:: STATED EXERCISE ::
Copy out everything from the line containing "Point to the woman's left" down to the line containing "<point>676,478</point>", both ends included, with the requests and their sample points left as they are. Scale the point coordinates in each answer by 0.5, rounding to whole numbers with halves going up.

:: DATA SECTION ::
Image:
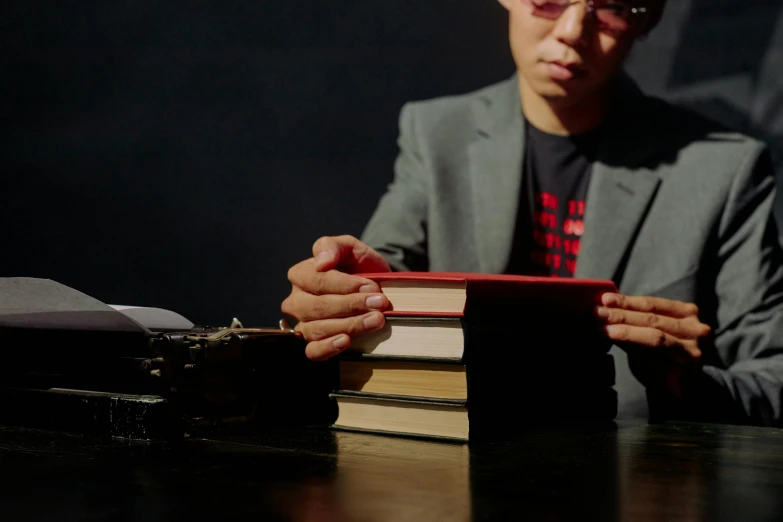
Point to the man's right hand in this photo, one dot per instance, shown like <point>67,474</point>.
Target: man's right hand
<point>330,303</point>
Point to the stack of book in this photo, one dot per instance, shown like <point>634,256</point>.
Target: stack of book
<point>462,354</point>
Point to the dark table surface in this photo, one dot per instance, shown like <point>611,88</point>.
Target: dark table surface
<point>632,472</point>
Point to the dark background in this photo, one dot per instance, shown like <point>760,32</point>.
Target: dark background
<point>185,154</point>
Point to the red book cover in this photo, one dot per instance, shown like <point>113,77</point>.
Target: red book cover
<point>504,293</point>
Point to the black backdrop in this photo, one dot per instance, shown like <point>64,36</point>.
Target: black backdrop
<point>185,154</point>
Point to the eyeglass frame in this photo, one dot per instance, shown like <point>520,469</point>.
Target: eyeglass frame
<point>590,7</point>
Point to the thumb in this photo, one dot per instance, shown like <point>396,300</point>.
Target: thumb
<point>348,254</point>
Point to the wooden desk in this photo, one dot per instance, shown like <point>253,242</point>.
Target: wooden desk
<point>634,472</point>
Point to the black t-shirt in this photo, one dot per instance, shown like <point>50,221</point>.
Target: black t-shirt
<point>555,176</point>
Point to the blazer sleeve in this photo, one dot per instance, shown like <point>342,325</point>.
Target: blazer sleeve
<point>746,383</point>
<point>398,227</point>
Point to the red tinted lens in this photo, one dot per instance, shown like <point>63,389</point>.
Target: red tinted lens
<point>613,15</point>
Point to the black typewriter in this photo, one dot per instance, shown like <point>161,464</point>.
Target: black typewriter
<point>87,371</point>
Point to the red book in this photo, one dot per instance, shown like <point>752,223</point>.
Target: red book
<point>457,294</point>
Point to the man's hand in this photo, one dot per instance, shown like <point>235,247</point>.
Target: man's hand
<point>331,304</point>
<point>661,337</point>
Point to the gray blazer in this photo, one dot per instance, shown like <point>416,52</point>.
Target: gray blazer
<point>676,208</point>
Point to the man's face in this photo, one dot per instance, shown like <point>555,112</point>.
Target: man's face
<point>567,57</point>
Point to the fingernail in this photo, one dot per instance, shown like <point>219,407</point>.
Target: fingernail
<point>612,329</point>
<point>374,301</point>
<point>323,257</point>
<point>372,321</point>
<point>341,343</point>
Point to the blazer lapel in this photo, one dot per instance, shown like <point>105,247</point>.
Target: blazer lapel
<point>495,174</point>
<point>622,188</point>
<point>617,201</point>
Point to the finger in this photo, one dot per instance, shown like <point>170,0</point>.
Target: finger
<point>654,305</point>
<point>304,276</point>
<point>309,307</point>
<point>348,253</point>
<point>689,328</point>
<point>352,326</point>
<point>683,351</point>
<point>327,348</point>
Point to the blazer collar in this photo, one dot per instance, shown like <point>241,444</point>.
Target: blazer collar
<point>621,190</point>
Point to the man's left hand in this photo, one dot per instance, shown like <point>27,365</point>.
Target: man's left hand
<point>660,335</point>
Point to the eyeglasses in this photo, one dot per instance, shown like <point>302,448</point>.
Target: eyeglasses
<point>613,15</point>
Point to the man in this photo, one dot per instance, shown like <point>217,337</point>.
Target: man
<point>566,169</point>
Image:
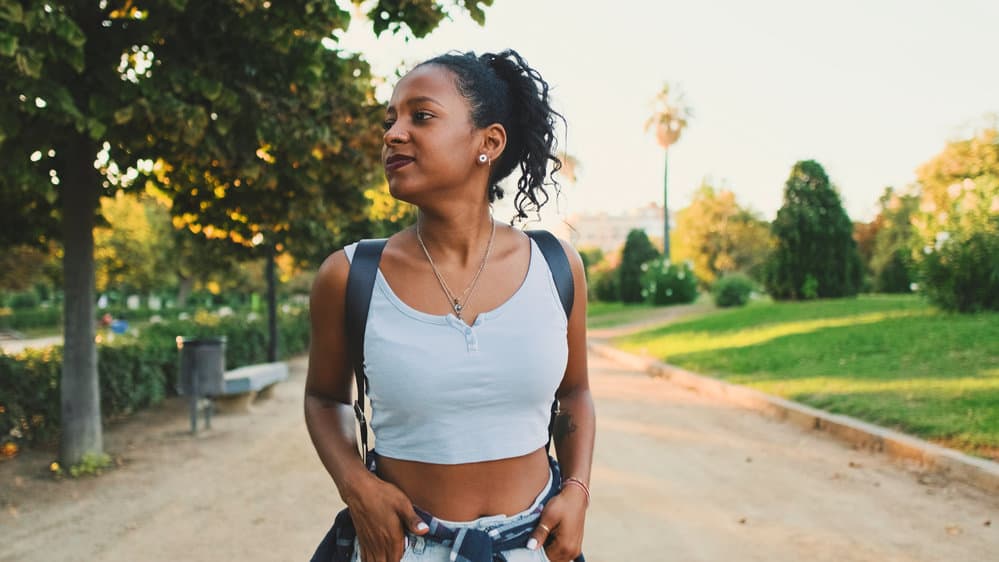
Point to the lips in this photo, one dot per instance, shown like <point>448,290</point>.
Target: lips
<point>397,161</point>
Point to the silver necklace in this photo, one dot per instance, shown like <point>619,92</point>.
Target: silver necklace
<point>457,304</point>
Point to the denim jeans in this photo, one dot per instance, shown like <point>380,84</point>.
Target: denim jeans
<point>486,539</point>
<point>420,549</point>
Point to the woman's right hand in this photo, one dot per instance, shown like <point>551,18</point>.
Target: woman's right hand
<point>381,513</point>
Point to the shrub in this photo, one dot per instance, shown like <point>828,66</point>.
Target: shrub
<point>637,250</point>
<point>603,283</point>
<point>668,283</point>
<point>733,289</point>
<point>962,274</point>
<point>133,372</point>
<point>26,319</point>
<point>814,238</point>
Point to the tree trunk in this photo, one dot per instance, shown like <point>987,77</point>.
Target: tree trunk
<point>666,208</point>
<point>80,390</point>
<point>272,334</point>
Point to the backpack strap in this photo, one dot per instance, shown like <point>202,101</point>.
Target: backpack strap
<point>558,263</point>
<point>360,282</point>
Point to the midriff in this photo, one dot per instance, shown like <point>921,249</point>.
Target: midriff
<point>464,492</point>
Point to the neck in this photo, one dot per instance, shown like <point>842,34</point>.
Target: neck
<point>457,238</point>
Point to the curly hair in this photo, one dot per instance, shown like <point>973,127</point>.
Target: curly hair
<point>502,88</point>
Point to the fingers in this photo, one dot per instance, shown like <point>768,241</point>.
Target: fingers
<point>541,533</point>
<point>412,521</point>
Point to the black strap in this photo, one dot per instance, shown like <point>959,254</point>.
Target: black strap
<point>558,263</point>
<point>360,282</point>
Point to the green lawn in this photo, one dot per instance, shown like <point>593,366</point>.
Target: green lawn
<point>890,360</point>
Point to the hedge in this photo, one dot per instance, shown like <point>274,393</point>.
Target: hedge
<point>26,319</point>
<point>134,372</point>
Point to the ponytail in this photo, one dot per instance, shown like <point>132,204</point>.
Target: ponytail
<point>502,88</point>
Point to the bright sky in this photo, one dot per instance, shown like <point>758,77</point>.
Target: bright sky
<point>870,89</point>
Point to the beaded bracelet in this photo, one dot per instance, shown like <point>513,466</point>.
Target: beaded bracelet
<point>578,482</point>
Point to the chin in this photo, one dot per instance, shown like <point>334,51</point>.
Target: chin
<point>400,192</point>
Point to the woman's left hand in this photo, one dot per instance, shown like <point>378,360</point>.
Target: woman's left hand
<point>564,516</point>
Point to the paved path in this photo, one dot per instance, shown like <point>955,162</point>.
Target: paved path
<point>676,478</point>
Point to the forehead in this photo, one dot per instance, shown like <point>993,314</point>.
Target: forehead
<point>427,81</point>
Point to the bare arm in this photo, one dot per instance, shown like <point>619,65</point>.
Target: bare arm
<point>379,510</point>
<point>575,424</point>
<point>574,433</point>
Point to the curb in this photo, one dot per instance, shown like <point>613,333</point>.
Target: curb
<point>980,473</point>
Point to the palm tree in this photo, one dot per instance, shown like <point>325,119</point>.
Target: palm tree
<point>669,118</point>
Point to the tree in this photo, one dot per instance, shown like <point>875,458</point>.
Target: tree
<point>637,250</point>
<point>957,224</point>
<point>669,120</point>
<point>241,111</point>
<point>893,269</point>
<point>815,253</point>
<point>133,251</point>
<point>719,236</point>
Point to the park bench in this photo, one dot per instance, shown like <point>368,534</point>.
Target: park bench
<point>244,385</point>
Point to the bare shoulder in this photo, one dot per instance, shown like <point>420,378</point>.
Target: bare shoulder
<point>575,261</point>
<point>331,278</point>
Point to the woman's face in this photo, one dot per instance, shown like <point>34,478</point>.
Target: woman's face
<point>430,141</point>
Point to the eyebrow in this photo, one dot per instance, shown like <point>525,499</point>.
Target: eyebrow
<point>416,101</point>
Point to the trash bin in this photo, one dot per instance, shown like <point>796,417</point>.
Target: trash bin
<point>202,373</point>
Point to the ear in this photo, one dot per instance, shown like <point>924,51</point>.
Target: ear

:: FINAL RESULT ::
Point to the woman's left hand in this photo, one dot per instance, shown like <point>378,360</point>.
Target: woman's left hand
<point>282,258</point>
Point to the paved path in this photo, one dot per instance, shown like <point>955,162</point>.
Target: paved path
<point>338,239</point>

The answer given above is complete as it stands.